◆ **Directions for this task**
When you reproduce the listing below, keep every entry exactly as written.

◆ **Dataset records**
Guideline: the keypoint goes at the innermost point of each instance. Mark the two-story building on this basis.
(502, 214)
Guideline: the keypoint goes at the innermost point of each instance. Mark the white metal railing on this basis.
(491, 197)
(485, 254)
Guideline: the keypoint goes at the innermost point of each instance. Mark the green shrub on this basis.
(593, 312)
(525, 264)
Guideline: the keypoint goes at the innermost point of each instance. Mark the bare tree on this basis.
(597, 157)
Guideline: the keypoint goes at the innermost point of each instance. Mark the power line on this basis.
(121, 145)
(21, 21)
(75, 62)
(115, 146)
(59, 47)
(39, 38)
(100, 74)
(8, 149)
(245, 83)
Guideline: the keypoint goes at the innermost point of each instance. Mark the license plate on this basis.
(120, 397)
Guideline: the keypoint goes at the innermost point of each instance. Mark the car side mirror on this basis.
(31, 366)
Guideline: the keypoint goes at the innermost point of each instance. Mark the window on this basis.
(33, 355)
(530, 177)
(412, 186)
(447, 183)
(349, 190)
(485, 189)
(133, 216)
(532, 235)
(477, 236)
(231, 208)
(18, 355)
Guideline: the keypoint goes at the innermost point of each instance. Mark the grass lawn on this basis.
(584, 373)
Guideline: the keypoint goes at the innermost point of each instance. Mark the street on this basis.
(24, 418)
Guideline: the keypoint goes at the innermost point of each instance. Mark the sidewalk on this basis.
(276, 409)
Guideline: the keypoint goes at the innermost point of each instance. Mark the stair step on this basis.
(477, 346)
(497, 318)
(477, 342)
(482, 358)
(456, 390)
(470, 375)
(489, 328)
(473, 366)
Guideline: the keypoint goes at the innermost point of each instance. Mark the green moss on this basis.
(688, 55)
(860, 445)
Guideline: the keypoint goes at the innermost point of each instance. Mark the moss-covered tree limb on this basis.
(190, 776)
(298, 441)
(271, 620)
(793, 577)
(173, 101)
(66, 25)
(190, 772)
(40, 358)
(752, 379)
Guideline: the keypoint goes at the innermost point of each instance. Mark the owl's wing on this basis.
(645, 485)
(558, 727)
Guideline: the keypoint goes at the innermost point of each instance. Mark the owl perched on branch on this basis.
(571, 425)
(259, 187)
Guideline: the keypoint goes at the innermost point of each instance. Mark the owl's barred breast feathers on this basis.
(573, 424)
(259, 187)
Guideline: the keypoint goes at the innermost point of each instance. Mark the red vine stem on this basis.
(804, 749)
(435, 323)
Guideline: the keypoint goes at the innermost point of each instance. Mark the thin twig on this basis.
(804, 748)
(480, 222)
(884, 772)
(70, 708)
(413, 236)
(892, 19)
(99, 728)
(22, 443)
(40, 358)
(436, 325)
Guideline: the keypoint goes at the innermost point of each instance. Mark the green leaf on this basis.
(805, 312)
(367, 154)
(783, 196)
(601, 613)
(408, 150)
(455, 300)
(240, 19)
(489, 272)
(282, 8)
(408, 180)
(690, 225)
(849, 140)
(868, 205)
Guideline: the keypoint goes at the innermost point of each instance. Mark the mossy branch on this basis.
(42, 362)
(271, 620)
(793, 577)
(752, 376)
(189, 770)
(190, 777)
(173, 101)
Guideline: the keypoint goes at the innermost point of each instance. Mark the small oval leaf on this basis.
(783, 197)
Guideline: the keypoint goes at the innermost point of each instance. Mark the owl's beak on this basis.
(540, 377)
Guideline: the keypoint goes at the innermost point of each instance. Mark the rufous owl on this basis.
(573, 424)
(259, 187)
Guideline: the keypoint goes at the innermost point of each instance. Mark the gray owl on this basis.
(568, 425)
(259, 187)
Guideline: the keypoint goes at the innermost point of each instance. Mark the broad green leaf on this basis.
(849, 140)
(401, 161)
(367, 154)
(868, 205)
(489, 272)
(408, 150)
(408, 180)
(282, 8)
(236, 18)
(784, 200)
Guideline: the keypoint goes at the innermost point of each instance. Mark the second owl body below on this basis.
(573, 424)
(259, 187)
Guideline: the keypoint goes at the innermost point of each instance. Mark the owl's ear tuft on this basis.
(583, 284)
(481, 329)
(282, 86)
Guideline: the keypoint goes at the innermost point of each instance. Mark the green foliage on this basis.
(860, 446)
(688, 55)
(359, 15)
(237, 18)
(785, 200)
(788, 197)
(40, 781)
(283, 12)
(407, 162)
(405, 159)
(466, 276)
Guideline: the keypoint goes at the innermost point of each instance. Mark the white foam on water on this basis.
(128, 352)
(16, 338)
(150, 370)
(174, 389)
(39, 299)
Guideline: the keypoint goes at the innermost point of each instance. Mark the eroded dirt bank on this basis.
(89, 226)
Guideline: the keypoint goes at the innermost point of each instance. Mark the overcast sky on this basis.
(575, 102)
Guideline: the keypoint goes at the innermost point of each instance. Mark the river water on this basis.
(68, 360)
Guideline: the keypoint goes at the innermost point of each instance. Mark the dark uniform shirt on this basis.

◆ **Solution for this task**
Guideline: the keypoint goes at the innermost point of each instance. Mark the two-story building on this basis.
(502, 214)
Guideline: the keypoint goes at the innermost point of each instance. Mark the white metal railing on this basis.
(491, 197)
(485, 254)
Guideline: the keypoint goes at the innermost point of each instance. Mark the green shrub on this basis.
(593, 312)
(525, 264)
Guideline: the keypoint goes at the innermost point of each instance. Mark the bare tree on this basis.
(597, 157)
Guideline: the keypoint goes at the innermost point of each instance. Mark the power line on this basis.
(121, 145)
(21, 21)
(75, 62)
(115, 146)
(59, 47)
(39, 38)
(100, 74)
(8, 149)
(245, 83)
Guideline: the keypoint goes at the innermost point of each instance. Mark the license plate on this basis.
(120, 397)
Guideline: the keypoint goes at the innermost point of each instance. Mark the car side mirror on this basis.
(31, 366)
Guideline: the keypoint goes at the innermost point of each instance. Mark the window on this basis.
(33, 355)
(530, 177)
(412, 186)
(447, 183)
(349, 190)
(485, 189)
(133, 216)
(532, 235)
(477, 236)
(231, 208)
(18, 355)
Guideline: the keypoint goes at the innermost point of each instance. Mark the grass lawn on this basis.
(584, 373)
Guideline: the keypoint goes at the innermost point of each instance. Mark the street on this basis.
(24, 418)
Guideline: the keypoint goes at the innermost point of each instance. Mark the sidewalk on this basis.
(276, 409)
Guideline: the keypoint goes at the innermost point of each instance. Mark the stair step on this basis.
(477, 346)
(497, 318)
(477, 342)
(482, 358)
(456, 390)
(470, 375)
(489, 328)
(473, 366)
Guideline: the keypoint goes at the innermost point of each instance. Mark the green moss on this basis.
(688, 55)
(860, 445)
Guideline: the keypoint goes at the innermost point of each instance. Mark the moss-covered tree limb on this basis.
(190, 776)
(298, 441)
(271, 620)
(793, 577)
(173, 101)
(66, 25)
(190, 772)
(40, 358)
(752, 379)
Guideline: the keypoint goes at the innermost point of each instance. Mark the owl's wing on this basis.
(645, 485)
(558, 727)
Guideline: the keypoint goes at the innermost point of each instance. Mark the owl perched on branch on this basis.
(571, 425)
(259, 187)
Guideline: the keypoint goes at the innermost point of each instance. Mark the owl's barred breast feathers on this basis.
(573, 424)
(259, 187)
Guideline: the keypoint goes at the innermost point of each instance. Mark the red vine stem on this basis.
(804, 749)
(435, 323)
Guideline: the keypoint goes at the innermost point of each instance. Mark the thin twig on this basis.
(804, 748)
(480, 222)
(884, 772)
(70, 708)
(413, 236)
(892, 19)
(99, 728)
(22, 443)
(40, 358)
(436, 325)
Guideline: the keypoint goes at the innermost point of each instance. Mark the green leaf on this basis.
(805, 312)
(367, 154)
(783, 196)
(601, 613)
(408, 150)
(455, 300)
(240, 19)
(489, 272)
(282, 8)
(408, 180)
(690, 225)
(849, 140)
(868, 205)
Guideline: the keypoint goes at the innermost point of each instance. Mark the mossy branch on this basis.
(42, 362)
(271, 620)
(793, 577)
(752, 376)
(189, 770)
(190, 777)
(173, 101)
Guideline: the keypoint goes at the innermost point of each instance. Mark the small oval leaf on this basis.
(783, 197)
Guideline: the keypoint goes at the innermost point of each instance. Mark the owl's beak on this basis.
(540, 377)
Guideline: the keypoint goes at the innermost point of each instance. Mark the rufous owl on this basis.
(573, 424)
(259, 187)
Guideline: the keypoint goes at the innermost point of each instance. Mark the gray owl on this basis.
(568, 425)
(259, 187)
Guideline: the keypoint goes at the innermost point of each instance. Mark the broad green leaf on this basis.
(849, 140)
(401, 161)
(367, 154)
(868, 205)
(489, 272)
(408, 150)
(408, 180)
(282, 8)
(236, 18)
(784, 200)
Guideline: the keypoint goes at the innermost point of each instance. Mark the second owl body below on this basis.
(573, 424)
(259, 187)
Guideline: the keypoint goes at the innermost point of each instance. Mark the owl's ear tuft on this basis.
(583, 284)
(481, 329)
(282, 86)
Guideline: the keypoint goes at the innermost point of each instance. Mark the green foliage on this basis.
(860, 446)
(688, 55)
(359, 15)
(237, 18)
(785, 200)
(788, 197)
(40, 781)
(283, 12)
(407, 162)
(405, 159)
(466, 276)
Guideline: the keypoint goes at the innermost point of each instance. Mark the white foam on water on this basis.
(128, 352)
(16, 338)
(150, 370)
(174, 389)
(39, 299)
Guideline: the keypoint goes at the innermost point of each instance. Mark the eroded dirt bank on this basis.
(89, 226)
Guideline: the keypoint goes at the innermost point of each instance. Mark the overcast sky on this basis.
(575, 102)
Guideline: the keypoint goes at the innermost point of each instance. Mark the river water on this basis.
(68, 360)
Guideline: the keypoint goes at the innermost point of each instance. Mark the dark uniform shirt on this basis.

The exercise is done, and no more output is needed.